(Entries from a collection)
--- --- ---
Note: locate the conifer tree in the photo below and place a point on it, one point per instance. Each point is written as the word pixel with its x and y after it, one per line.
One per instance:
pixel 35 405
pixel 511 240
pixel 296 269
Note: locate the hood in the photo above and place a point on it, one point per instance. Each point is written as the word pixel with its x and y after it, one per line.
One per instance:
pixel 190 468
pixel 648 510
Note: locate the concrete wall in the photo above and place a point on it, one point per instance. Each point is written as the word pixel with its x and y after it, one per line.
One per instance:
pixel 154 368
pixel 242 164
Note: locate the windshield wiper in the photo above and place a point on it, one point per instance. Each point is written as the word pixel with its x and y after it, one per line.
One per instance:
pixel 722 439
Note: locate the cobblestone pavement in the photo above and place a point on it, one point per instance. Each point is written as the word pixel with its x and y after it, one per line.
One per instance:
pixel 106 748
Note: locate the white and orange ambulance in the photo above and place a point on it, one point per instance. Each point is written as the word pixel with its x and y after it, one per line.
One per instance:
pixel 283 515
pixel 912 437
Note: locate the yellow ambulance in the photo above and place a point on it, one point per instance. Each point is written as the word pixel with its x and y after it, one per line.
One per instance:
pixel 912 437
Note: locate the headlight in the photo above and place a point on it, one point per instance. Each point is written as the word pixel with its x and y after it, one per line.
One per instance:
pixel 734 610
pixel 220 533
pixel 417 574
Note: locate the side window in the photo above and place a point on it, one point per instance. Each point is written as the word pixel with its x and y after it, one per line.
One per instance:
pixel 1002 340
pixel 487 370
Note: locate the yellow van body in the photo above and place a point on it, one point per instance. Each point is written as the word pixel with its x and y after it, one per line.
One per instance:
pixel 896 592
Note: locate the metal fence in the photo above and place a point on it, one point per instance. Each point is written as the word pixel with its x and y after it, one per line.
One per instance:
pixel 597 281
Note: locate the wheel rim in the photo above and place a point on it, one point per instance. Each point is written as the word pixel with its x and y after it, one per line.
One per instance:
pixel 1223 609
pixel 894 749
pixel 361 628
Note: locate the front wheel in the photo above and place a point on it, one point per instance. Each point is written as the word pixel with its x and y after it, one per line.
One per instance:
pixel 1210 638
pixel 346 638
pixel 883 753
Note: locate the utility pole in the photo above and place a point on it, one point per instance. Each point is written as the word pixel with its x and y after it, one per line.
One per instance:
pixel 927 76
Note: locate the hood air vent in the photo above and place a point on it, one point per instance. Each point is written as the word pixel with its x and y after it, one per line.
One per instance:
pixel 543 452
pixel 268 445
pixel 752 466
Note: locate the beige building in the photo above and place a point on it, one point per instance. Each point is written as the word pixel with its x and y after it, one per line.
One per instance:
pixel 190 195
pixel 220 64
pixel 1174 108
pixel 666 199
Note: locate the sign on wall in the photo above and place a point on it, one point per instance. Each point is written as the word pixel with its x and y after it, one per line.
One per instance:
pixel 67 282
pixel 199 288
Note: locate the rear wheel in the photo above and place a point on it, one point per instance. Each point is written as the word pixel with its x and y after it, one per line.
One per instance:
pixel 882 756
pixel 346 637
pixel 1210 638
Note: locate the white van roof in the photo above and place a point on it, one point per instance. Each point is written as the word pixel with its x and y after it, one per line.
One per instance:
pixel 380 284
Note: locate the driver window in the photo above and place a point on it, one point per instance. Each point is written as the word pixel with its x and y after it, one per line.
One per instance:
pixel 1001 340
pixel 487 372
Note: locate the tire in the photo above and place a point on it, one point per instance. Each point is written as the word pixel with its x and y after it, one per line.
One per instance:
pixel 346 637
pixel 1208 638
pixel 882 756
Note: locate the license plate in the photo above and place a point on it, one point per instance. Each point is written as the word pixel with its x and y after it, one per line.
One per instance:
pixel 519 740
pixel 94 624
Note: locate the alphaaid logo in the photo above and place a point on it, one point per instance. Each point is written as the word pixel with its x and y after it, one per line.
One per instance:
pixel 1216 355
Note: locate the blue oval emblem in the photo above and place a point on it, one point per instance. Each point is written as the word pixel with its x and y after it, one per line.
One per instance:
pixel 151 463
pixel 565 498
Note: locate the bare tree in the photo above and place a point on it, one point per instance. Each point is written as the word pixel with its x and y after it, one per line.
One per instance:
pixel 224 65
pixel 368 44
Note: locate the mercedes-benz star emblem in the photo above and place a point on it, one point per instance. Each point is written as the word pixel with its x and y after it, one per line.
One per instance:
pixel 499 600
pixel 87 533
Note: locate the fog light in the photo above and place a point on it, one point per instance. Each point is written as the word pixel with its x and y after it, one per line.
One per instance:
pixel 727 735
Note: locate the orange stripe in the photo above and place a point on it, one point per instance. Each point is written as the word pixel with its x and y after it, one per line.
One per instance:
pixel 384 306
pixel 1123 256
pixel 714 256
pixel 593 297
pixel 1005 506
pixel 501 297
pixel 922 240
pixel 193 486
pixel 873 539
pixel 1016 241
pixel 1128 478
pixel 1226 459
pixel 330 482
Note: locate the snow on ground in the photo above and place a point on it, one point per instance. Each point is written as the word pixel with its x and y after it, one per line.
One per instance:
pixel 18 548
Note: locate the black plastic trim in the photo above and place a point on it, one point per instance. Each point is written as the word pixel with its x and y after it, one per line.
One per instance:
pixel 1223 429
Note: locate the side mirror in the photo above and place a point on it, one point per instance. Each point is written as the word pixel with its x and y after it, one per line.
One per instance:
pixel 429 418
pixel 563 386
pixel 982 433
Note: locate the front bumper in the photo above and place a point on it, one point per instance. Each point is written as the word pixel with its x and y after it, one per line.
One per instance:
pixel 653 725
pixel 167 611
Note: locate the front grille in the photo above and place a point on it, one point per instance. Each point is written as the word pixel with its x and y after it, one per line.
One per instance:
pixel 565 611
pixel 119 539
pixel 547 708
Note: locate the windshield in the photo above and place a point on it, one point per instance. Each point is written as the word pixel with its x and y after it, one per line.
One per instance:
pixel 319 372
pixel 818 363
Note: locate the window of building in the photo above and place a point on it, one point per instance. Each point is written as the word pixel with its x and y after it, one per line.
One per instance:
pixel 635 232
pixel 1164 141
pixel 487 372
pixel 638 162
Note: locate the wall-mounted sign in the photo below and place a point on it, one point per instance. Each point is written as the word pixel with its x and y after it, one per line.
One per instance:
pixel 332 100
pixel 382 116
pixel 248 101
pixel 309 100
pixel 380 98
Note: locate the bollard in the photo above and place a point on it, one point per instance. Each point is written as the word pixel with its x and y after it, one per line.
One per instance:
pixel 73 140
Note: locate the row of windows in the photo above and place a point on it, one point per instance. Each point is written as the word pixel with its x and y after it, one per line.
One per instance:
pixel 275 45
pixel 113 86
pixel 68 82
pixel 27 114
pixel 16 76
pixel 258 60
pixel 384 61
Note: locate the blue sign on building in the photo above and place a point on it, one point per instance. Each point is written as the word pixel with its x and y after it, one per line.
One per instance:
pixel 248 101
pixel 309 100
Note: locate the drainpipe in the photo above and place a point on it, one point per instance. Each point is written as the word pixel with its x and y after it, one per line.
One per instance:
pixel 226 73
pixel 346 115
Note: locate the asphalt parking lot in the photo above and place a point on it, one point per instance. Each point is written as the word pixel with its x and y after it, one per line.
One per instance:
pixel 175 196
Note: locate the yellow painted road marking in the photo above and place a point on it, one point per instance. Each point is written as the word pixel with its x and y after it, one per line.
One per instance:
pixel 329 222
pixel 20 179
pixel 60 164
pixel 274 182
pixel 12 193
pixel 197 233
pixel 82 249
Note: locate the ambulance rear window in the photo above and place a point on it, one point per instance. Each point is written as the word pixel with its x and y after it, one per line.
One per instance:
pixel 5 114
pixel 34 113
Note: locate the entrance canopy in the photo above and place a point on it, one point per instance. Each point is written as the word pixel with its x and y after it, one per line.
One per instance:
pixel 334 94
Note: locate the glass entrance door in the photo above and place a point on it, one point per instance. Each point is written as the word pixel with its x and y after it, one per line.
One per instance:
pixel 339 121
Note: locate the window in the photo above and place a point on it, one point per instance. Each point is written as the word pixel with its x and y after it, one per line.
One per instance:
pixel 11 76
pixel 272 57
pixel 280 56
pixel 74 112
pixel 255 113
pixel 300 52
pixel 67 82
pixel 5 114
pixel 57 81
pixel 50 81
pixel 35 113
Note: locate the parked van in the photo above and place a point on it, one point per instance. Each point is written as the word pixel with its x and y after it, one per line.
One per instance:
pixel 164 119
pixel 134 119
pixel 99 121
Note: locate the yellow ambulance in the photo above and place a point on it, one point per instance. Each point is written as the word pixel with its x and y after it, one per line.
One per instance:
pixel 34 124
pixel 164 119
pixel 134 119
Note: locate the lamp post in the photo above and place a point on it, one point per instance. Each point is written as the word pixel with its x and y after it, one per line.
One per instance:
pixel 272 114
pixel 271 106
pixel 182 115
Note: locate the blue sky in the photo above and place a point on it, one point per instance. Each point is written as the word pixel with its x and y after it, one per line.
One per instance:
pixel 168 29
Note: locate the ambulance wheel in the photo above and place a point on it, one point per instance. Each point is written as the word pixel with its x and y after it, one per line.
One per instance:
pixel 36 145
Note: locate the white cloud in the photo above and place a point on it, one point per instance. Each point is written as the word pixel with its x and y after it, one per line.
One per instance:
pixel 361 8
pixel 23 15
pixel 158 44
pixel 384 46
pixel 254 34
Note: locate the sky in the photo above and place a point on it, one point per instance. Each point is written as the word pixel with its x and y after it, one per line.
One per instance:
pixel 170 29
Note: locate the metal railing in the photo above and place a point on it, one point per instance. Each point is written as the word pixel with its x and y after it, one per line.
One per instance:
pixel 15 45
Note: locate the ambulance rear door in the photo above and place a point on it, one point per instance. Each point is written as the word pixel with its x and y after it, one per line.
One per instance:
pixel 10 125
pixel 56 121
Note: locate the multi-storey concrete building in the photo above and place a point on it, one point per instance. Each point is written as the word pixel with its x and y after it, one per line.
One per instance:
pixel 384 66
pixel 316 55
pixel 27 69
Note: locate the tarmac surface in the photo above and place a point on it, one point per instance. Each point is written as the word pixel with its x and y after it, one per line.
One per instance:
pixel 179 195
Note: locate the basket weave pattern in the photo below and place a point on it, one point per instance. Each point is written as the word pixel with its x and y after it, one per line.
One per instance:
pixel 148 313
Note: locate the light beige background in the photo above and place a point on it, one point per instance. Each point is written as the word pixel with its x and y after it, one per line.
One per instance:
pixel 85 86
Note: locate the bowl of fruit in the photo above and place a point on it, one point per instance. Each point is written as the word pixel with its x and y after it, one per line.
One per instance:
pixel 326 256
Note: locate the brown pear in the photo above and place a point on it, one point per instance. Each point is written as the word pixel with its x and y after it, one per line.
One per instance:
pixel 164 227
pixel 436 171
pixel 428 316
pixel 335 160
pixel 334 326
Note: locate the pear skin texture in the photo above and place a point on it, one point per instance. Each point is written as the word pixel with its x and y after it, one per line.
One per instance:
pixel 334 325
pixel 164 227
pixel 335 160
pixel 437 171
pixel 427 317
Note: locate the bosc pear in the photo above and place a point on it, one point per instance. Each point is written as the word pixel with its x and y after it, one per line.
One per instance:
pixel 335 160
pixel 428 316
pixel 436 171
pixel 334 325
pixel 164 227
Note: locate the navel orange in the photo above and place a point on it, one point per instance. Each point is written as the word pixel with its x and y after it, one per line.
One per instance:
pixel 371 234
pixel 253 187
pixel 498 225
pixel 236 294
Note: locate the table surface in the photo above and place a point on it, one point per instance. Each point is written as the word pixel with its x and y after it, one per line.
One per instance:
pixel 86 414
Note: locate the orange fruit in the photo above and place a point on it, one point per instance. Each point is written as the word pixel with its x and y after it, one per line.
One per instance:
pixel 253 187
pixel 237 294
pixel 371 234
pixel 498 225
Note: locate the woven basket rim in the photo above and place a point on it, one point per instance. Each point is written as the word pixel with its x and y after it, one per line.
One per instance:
--- --- ---
» GIVEN PROBLEM: Copy the lines above word for word, starting with the first line of the entries and ending with the line containing "pixel 242 164", including both ends.

» RESPONSE FOR THIS EXERCISE:
Note: locate the conifer tree in the photo below and place a point on it, one point per instance. Each point is written as the word pixel with its x and y after it, one per line.
One per instance:
pixel 35 405
pixel 511 240
pixel 296 269
Note: locate the hood in the photo above and place a point on it, one point per instance. Each point is written as the word pixel with its x and y after it, one per line.
One per instance:
pixel 190 468
pixel 648 510
Note: locate the concrete wall in the photo above and place a point on it, one point per instance. Each point is written as the word pixel with its x and y after it, one per line.
One per instance:
pixel 154 368
pixel 242 164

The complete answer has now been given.